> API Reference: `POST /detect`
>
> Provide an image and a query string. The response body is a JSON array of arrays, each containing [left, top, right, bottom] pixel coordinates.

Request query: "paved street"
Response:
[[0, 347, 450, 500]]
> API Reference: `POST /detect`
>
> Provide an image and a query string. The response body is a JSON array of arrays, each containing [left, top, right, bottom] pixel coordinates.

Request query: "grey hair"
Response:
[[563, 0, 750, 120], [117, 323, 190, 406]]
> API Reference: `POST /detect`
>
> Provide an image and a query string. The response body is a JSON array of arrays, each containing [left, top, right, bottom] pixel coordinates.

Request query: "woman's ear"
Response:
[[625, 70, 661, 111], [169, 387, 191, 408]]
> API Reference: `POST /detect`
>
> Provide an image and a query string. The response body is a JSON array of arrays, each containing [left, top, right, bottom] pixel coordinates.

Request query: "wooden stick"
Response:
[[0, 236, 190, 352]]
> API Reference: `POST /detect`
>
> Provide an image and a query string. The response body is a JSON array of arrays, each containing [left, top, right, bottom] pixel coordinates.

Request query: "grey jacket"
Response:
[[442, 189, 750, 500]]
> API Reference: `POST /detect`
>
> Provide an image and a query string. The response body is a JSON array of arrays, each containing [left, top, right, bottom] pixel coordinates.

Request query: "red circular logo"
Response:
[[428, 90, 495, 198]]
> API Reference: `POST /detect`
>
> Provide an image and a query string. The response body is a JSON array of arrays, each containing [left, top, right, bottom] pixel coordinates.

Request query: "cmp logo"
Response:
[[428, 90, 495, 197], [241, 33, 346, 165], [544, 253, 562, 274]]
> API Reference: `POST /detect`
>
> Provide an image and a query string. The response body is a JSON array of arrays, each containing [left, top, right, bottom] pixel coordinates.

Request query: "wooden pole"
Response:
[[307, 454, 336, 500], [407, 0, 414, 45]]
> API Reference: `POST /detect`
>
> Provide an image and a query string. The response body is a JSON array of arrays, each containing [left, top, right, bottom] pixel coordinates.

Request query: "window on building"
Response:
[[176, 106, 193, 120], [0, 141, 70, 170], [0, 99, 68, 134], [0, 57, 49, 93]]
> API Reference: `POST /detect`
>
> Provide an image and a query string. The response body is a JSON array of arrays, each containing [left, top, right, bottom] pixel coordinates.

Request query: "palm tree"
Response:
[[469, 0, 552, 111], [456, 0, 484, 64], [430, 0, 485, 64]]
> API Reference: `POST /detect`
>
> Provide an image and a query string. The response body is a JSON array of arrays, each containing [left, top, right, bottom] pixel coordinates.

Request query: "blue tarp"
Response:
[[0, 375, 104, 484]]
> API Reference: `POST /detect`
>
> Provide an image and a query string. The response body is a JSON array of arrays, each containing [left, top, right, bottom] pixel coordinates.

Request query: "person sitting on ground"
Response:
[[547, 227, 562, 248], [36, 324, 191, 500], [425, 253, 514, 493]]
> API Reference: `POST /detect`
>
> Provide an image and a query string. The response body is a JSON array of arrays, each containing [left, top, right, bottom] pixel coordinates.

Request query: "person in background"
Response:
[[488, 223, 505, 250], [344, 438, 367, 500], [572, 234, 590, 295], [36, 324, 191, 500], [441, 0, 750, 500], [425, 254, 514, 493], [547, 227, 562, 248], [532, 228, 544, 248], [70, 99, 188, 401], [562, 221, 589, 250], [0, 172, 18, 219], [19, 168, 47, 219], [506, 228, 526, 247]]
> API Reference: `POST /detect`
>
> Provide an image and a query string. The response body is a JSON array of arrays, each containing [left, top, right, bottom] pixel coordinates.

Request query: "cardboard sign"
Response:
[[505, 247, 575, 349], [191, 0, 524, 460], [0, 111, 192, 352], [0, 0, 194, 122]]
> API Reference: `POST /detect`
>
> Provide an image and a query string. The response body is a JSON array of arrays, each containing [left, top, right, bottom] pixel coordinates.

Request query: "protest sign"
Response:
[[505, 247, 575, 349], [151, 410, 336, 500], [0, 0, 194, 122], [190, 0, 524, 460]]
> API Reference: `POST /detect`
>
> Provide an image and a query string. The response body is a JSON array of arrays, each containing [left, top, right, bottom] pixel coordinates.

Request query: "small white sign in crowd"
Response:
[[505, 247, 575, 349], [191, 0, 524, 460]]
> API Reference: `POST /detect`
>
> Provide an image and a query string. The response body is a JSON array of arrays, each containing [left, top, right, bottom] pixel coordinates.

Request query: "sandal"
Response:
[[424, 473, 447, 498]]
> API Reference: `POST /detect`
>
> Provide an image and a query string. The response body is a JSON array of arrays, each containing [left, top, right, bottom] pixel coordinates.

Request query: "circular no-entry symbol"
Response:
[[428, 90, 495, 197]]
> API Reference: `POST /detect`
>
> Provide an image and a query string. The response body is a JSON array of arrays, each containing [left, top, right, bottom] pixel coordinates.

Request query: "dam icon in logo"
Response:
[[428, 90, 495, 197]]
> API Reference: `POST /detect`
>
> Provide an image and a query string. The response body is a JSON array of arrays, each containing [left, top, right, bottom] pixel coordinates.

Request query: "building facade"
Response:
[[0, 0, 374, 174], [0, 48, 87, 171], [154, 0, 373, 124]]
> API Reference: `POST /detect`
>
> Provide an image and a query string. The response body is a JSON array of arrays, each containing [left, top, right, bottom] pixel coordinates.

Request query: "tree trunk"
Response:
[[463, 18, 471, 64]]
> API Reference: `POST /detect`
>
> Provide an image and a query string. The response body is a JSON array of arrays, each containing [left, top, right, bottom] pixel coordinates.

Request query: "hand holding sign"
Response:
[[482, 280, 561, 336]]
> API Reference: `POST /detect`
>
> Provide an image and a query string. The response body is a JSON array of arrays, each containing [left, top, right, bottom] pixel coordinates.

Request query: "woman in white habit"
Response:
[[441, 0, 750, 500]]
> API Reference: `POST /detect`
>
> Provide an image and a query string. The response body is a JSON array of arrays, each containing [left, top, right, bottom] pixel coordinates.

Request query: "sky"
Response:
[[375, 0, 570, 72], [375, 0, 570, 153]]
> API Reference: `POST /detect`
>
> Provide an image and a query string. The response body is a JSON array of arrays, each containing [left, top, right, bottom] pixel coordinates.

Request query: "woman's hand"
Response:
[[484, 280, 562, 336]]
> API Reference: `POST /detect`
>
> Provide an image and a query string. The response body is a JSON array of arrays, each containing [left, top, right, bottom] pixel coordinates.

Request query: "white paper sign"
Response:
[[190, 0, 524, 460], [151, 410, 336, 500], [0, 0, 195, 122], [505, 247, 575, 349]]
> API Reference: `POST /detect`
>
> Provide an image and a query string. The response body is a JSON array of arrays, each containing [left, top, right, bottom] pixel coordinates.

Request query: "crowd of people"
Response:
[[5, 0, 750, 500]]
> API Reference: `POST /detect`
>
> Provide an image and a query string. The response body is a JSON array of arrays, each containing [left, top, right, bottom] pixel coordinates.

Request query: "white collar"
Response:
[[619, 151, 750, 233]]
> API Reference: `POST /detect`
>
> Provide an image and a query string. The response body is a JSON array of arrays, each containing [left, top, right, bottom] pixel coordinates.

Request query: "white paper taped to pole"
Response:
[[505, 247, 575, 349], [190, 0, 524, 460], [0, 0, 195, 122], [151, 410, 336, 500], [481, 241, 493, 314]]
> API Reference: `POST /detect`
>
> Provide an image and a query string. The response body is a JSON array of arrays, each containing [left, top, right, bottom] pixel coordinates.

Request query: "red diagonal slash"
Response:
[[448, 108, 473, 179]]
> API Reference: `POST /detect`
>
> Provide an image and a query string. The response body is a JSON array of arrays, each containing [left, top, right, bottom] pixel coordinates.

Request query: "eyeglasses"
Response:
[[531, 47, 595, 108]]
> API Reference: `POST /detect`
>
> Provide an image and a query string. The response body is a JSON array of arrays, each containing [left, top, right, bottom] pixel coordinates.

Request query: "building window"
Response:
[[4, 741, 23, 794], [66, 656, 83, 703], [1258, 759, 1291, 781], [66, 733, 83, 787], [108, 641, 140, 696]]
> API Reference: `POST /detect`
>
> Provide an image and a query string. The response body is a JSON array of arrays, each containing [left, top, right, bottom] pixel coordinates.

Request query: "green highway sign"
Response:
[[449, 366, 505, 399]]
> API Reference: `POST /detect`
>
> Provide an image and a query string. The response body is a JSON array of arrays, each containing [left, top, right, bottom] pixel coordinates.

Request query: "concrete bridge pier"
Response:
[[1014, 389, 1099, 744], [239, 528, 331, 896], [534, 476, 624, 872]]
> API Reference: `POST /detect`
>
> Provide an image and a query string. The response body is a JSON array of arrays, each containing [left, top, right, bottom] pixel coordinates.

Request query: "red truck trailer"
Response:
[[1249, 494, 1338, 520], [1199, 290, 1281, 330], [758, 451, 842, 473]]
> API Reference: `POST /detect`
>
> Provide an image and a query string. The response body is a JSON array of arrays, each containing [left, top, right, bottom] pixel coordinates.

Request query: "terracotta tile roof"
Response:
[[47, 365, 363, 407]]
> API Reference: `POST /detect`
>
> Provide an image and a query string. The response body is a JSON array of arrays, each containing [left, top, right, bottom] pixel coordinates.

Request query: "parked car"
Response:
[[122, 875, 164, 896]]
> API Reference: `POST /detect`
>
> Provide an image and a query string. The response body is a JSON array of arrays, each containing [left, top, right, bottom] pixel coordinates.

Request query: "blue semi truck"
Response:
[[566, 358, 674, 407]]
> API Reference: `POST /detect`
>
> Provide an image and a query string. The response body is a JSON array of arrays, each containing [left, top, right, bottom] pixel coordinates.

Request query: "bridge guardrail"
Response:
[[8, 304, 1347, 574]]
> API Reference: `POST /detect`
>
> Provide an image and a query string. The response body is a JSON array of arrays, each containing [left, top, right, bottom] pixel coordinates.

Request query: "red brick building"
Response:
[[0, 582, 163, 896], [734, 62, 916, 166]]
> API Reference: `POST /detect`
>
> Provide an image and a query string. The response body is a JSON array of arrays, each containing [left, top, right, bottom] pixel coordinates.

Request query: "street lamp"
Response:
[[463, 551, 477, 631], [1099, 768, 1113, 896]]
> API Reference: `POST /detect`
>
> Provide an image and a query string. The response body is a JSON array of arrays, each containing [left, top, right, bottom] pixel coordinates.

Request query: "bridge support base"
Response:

-- THE EXERCISE --
Convert the rows above, from the first line through the line containing "[[0, 347, 450, 500]]", into a two-column CSV with the headers input and output. Give one CSV line per row, with its text under input and its answer under output, each as a single quoted field with line breaks replaced by spaces.

-- WRITTEN RESPONSE --
input,output
"> API Reference: `POST /detect` > > Provide an image and a query string. The response body is a JSON array of arrays, each containing [left, top, right, bottom] pixel coordinates. Request query: ""paved street"" Response:","[[0, 347, 450, 500]]"